*** Opening Source document ***
Disclaimer: This story contains details of anorexia and medical trauma which may be upsetting for some.
Childhood
“When I fantasized about being a writer as a child, writer being one of the earliest budding parts of my identity, the vision tiny Leah had of sophisticated, grown up Leah working on a writing project was a far cry from the reality of the electric, ambulatory wheelchair I’m perched in, clutching belly-soothing tea as I write this. You see, I was raised as a happy, giggly, able-bodied little girl with a passion for everything I tried – singing, songwriting, dance, yoga, nature. I’ve always LOVED good food (the food thing is key), and was constantly called a ‘little foodie’ for my sophisticated taste buds by my parents’ friends. I was just a kid who loved experiencing life. I met every morning with puppy-like excitement; it’s almost comical how idyllic and firefly-speckled my childhood was. Think enchanted forest meets all the best parts of the late nineties and early two thousands. I was a horseback riding, ice skating, rock collecting nine-year-old, turned competitive marathoning pre teen with a passion for music and even a lucky little start in the music world.
Never did I imagine the next two phases of my life would be rageful, traumatized, gaslit, confused, disabled teenager and then joyful, slightly messy, but wildly happy disabled adult. I dreamed of floor to ceiling, deeply ADA inaccessible apartments in bustling cities, the future images of myself tinged with a collage of influences: Carrie Bradshaw-esque stilettos as I mastered my crafts, following my passions without anything to hold me back, Taylor Swift bangs, and of course, a Grammy and a New York Times Best Seller humble-bragging in my home office by the age of 30. If achieving bestie status and co-hosting SNL with Amy Schumer was a high reach, I figured I’d at least have legs that committed to working every day. But alas, life is so beautifully weird.
Beginning Symptoms
At the age of fifteen, I noticed the clock was getting hard to see, especially when I came home from marathon training. I did what any other able-bodied teen in that point in time would do – ignored it and watched the Kardashians. As I continued through school, I began to ignore the signs even harder, as the back of my mind noticed my pain levels were changing, and I didn’t want to explore that particular road, so I chose denial. I had midterms and friendships and boys and important things that needed my attention; my blurry vision and painful joints didn’t fit in the picture and needed to be avoided at all costs. But gym recoveries didn’t feel quite right anymore, like my muscles weren’t healing quite right from each workout. I was constantly dizzy, even fainting post-workout several times a week. When I called my doctors with these symptoms, I was frequently told they were just common in women my age and to wait it out.
*** Closing Source document ***
> **Problem to solve**
Answer these questions using the story.
(a) What did the writer's parents' friends often call her as a child?
(b) At what age did she notice the clock was getting hard to see?
(c) What did her doctors often tell her when she called about her symptoms?
*** Opening Provided records ***
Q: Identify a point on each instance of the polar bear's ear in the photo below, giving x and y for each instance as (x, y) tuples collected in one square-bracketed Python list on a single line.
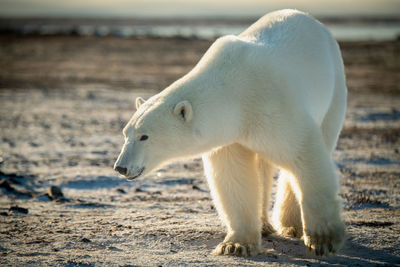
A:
[(184, 110), (139, 102)]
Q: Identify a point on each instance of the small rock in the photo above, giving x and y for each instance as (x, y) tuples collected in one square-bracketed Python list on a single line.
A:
[(4, 184), (138, 190), (55, 193), (195, 187), (17, 209)]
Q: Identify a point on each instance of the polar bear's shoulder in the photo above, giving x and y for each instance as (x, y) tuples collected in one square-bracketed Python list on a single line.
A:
[(226, 50), (281, 26)]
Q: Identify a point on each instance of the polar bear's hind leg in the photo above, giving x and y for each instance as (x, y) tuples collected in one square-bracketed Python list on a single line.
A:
[(266, 172), (235, 187), (286, 215)]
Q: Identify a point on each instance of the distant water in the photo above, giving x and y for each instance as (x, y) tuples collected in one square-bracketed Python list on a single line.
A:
[(201, 29)]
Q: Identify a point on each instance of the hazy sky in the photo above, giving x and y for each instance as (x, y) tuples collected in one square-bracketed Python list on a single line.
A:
[(189, 8)]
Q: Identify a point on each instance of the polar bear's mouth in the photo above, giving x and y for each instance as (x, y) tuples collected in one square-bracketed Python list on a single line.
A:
[(141, 170)]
*** Closing Provided records ***
> **Response to the exercise**
(a) A "little foodie," because of her sophisticated taste buds.
(b) Fifteen.
(c) That the symptoms were common in women her age and that she should wait it out.